Spatial downscaling is applied directly to event coordinates. The goal is to reduce spatial resolution while preserving the temporal event structure. This repository supports scaled versions of the dataset, such as x2, x5, x7, and x9.
The scaling process can be implemented using foveation-inspired spatial remapping, where the central region is preserved with higher fidelity while peripheral regions are compressed more aggressively. This simulates a retina-like representation and allows the dataset to be used for studying the trade-off between spatial compression and recognition accuracy.

- COMPLETE THE FOLLOWING:
**a)** Which scaled versions of the dataset does the passage on spatial downscaling name as supported by the repository?
**b)** Reproduce the part of the passage on spatial downscaling that opens with the words "Spatial downscaling is" and closes with "x7, and x9.".
The rows that follow are not needed for either task.

- DATA TO EXAMINE:
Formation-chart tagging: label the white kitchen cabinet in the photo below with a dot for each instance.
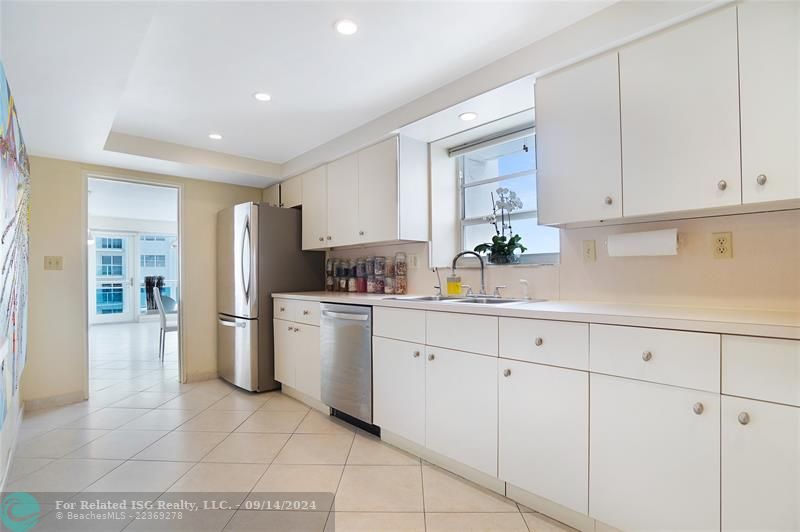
(398, 373)
(292, 192)
(680, 117)
(343, 202)
(544, 431)
(760, 465)
(315, 208)
(297, 356)
(578, 156)
(307, 376)
(461, 407)
(377, 192)
(284, 349)
(655, 456)
(769, 70)
(272, 195)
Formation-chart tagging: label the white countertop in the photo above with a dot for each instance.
(750, 322)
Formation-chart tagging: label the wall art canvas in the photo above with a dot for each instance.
(14, 244)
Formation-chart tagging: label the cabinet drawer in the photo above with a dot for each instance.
(400, 324)
(297, 310)
(463, 332)
(761, 368)
(678, 358)
(557, 343)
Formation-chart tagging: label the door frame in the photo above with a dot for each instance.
(156, 181)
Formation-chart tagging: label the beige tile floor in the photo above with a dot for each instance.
(157, 436)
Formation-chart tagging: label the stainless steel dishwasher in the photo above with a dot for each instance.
(346, 344)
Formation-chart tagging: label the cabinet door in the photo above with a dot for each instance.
(680, 118)
(769, 63)
(343, 201)
(579, 176)
(654, 459)
(544, 431)
(377, 192)
(398, 387)
(760, 465)
(284, 352)
(461, 407)
(307, 356)
(292, 192)
(272, 195)
(315, 208)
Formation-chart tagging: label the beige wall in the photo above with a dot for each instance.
(764, 272)
(56, 358)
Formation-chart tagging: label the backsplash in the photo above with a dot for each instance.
(763, 273)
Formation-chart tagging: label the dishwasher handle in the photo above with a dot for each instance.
(345, 316)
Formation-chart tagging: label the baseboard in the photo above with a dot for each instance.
(55, 400)
(316, 404)
(473, 475)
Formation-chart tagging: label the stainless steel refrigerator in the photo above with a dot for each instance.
(258, 254)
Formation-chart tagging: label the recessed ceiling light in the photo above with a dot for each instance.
(346, 27)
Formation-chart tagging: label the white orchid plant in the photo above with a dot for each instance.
(502, 248)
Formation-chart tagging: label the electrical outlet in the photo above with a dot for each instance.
(722, 245)
(589, 251)
(54, 263)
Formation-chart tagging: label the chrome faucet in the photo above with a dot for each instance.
(480, 260)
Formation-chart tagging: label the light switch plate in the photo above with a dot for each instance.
(54, 263)
(589, 251)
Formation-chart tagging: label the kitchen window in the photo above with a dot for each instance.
(508, 162)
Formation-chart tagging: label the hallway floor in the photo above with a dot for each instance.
(142, 432)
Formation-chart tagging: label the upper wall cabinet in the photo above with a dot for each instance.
(292, 192)
(680, 118)
(769, 63)
(378, 194)
(578, 143)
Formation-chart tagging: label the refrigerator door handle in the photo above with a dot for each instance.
(246, 260)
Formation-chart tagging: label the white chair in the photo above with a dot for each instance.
(165, 327)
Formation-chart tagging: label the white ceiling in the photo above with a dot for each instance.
(119, 199)
(176, 71)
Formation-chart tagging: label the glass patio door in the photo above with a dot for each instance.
(114, 278)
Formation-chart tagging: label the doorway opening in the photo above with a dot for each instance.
(134, 289)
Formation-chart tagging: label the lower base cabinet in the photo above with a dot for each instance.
(761, 465)
(297, 356)
(461, 407)
(398, 372)
(544, 431)
(655, 456)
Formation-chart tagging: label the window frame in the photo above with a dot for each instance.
(464, 222)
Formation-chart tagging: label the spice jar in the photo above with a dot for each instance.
(400, 264)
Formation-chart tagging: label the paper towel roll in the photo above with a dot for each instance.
(645, 244)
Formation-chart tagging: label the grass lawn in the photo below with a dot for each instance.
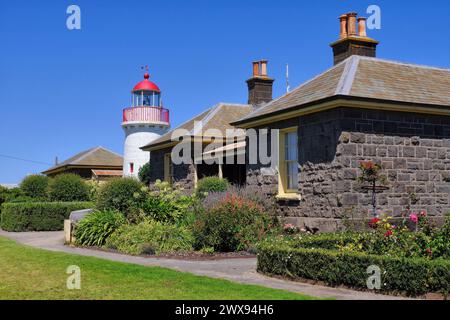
(29, 273)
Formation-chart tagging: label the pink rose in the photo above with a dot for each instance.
(413, 217)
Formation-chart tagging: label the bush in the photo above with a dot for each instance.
(123, 194)
(211, 184)
(167, 204)
(414, 276)
(267, 203)
(35, 186)
(69, 187)
(150, 237)
(233, 224)
(38, 216)
(14, 195)
(96, 227)
(144, 174)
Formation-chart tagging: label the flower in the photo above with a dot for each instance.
(374, 223)
(413, 217)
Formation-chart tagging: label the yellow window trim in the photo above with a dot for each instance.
(283, 192)
(167, 165)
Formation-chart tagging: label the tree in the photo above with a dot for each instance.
(144, 174)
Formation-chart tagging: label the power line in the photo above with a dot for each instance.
(25, 160)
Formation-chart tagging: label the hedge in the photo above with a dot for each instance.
(38, 216)
(413, 276)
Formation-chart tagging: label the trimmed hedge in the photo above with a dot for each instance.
(38, 216)
(210, 185)
(413, 276)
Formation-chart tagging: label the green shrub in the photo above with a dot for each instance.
(144, 174)
(95, 228)
(414, 276)
(38, 216)
(167, 204)
(35, 186)
(211, 184)
(233, 224)
(149, 237)
(122, 194)
(69, 187)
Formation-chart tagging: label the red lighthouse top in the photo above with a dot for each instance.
(146, 85)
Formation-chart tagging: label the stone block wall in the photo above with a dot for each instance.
(183, 174)
(414, 150)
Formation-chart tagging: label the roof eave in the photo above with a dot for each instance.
(343, 101)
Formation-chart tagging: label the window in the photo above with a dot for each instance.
(168, 168)
(288, 179)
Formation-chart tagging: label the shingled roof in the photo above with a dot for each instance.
(369, 78)
(98, 157)
(217, 117)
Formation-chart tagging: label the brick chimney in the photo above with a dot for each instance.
(353, 39)
(259, 85)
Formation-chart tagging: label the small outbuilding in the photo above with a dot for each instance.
(97, 163)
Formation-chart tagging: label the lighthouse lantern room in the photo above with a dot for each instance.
(145, 121)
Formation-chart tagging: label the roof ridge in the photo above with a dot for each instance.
(110, 151)
(88, 152)
(348, 76)
(405, 63)
(297, 88)
(207, 118)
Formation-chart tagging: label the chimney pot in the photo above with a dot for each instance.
(351, 23)
(362, 27)
(343, 32)
(259, 85)
(264, 68)
(256, 68)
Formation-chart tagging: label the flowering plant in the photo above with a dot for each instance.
(370, 172)
(289, 228)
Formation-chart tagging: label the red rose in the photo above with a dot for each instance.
(374, 223)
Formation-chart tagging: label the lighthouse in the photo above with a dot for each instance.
(145, 121)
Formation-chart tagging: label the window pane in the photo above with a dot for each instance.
(292, 175)
(291, 146)
(291, 157)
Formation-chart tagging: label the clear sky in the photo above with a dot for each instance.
(63, 91)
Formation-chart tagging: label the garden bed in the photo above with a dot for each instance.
(188, 255)
(331, 260)
(38, 216)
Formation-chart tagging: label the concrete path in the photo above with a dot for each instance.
(242, 270)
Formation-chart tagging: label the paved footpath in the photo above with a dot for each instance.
(242, 270)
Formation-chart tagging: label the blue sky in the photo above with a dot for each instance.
(63, 91)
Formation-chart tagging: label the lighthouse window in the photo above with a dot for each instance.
(147, 100)
(168, 168)
(131, 167)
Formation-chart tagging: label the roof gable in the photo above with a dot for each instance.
(366, 77)
(95, 157)
(217, 117)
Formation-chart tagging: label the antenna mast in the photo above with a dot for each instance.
(288, 86)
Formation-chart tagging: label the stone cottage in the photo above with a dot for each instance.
(363, 108)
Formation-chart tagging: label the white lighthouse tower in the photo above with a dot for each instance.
(145, 121)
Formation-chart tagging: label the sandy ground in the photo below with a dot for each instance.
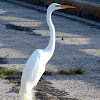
(24, 29)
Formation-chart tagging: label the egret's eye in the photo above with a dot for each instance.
(57, 5)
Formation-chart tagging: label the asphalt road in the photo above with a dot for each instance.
(23, 29)
(92, 1)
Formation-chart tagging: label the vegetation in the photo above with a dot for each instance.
(47, 73)
(79, 70)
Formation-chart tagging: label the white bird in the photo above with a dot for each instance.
(35, 66)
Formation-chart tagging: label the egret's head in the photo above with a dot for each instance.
(55, 6)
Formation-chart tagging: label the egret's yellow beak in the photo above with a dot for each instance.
(67, 6)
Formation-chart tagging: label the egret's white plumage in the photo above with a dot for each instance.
(35, 66)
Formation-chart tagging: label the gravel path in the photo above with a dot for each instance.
(24, 29)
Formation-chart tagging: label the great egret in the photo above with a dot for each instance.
(35, 66)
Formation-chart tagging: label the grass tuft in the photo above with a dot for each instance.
(13, 81)
(79, 70)
(47, 73)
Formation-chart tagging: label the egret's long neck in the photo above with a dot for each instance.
(51, 46)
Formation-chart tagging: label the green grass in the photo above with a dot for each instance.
(13, 81)
(47, 73)
(74, 71)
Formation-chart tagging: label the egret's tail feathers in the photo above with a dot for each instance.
(27, 96)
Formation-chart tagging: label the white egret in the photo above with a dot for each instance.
(35, 66)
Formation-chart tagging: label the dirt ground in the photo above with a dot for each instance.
(23, 29)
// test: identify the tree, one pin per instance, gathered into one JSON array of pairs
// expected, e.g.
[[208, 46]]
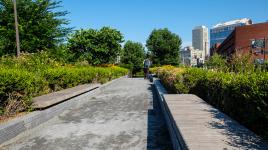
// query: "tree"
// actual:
[[133, 55], [96, 46], [41, 27], [164, 47]]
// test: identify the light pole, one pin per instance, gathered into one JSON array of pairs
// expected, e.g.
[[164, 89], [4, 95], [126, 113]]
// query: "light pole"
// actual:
[[16, 28]]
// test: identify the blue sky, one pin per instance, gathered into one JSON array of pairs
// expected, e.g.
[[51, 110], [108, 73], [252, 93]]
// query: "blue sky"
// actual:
[[137, 18]]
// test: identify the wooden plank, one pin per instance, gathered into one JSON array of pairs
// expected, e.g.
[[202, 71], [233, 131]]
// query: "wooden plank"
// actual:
[[203, 127]]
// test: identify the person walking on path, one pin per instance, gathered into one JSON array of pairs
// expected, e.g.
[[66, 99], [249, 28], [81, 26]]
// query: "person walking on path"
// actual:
[[146, 64]]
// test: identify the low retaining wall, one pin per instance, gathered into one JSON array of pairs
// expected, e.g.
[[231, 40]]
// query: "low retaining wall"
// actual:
[[196, 125], [16, 126], [177, 142]]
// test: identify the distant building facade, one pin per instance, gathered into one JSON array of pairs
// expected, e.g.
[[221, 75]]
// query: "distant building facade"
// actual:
[[221, 31], [241, 39], [200, 39], [191, 57]]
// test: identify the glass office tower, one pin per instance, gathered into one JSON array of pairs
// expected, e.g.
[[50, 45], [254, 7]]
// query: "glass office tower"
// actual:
[[222, 30]]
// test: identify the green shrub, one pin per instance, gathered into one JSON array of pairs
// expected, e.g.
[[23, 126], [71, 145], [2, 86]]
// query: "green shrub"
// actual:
[[242, 96], [36, 74]]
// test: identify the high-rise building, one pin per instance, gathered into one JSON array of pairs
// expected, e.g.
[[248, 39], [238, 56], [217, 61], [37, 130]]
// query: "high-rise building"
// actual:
[[200, 39], [241, 41], [221, 31]]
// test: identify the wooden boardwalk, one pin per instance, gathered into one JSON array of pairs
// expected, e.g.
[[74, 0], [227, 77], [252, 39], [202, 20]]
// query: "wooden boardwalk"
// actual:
[[202, 127]]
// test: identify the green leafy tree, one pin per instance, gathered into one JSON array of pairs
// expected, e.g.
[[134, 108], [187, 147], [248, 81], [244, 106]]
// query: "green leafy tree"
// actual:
[[164, 47], [41, 26], [133, 55], [96, 46]]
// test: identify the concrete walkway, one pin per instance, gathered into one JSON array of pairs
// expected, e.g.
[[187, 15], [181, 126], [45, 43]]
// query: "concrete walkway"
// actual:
[[125, 115]]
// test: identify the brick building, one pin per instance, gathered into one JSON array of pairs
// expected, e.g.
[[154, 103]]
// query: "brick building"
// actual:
[[240, 41]]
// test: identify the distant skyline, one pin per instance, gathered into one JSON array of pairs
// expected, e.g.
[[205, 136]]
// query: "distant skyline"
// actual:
[[137, 18]]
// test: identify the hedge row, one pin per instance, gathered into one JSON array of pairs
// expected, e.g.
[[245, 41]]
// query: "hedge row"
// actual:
[[18, 86], [244, 97]]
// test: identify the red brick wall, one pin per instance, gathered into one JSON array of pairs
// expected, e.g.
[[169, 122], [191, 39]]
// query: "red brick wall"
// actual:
[[245, 34]]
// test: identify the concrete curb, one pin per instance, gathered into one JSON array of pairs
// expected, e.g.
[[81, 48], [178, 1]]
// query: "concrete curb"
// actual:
[[177, 141], [16, 126]]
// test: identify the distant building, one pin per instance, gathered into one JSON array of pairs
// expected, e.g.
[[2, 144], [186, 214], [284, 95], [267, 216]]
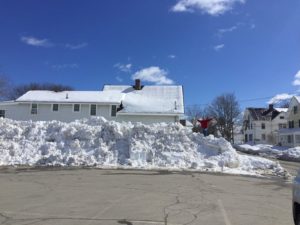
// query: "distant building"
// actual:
[[137, 103], [261, 125], [291, 135]]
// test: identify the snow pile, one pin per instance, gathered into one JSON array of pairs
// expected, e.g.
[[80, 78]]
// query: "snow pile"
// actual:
[[101, 143], [278, 152]]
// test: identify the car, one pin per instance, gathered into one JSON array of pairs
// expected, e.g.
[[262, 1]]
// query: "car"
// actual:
[[296, 199]]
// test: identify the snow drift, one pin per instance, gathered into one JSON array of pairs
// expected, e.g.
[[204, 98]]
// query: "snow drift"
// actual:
[[102, 143]]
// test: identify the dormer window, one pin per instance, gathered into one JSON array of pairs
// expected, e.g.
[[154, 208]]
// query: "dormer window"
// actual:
[[113, 112]]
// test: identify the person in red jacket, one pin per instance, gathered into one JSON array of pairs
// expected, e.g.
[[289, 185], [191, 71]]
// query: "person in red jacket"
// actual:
[[204, 124]]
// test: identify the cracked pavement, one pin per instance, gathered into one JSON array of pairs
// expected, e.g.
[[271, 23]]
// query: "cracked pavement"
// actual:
[[94, 196]]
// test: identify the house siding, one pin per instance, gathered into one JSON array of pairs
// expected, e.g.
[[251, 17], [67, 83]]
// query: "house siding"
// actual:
[[65, 113]]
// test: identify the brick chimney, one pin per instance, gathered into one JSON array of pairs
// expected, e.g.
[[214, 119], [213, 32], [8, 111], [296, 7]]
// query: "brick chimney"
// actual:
[[137, 85]]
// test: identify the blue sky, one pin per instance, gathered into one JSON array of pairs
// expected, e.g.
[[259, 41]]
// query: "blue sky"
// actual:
[[249, 47]]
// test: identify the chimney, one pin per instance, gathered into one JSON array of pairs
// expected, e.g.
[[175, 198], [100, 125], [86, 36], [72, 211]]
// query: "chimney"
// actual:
[[137, 85]]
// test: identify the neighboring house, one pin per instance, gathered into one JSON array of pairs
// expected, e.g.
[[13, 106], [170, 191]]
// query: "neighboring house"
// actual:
[[146, 104], [261, 125], [291, 135]]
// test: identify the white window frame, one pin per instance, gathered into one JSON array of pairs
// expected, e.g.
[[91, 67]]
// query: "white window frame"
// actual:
[[73, 108], [2, 115], [57, 108], [110, 111], [37, 109], [91, 110]]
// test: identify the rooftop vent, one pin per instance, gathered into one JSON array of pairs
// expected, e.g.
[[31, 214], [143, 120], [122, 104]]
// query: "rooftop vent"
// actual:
[[137, 85]]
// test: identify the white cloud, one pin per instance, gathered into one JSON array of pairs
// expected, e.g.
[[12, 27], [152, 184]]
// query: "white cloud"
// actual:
[[64, 66], [279, 98], [126, 68], [211, 7], [153, 74], [29, 40], [75, 47], [296, 82], [119, 79], [219, 47], [221, 32]]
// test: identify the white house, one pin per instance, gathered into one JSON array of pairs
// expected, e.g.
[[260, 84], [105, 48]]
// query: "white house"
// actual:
[[261, 125], [291, 136], [137, 103]]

- RESULTS FOR EACH TASK:
**a)** x2, x5, x7, x9

**b)**
Spatial downscaling is applied directly to event coordinates. The goal is to reduce spatial resolution while preserving the temporal event structure. This repository supports scaled versions of the dataset, such as x2, x5, x7, and x9.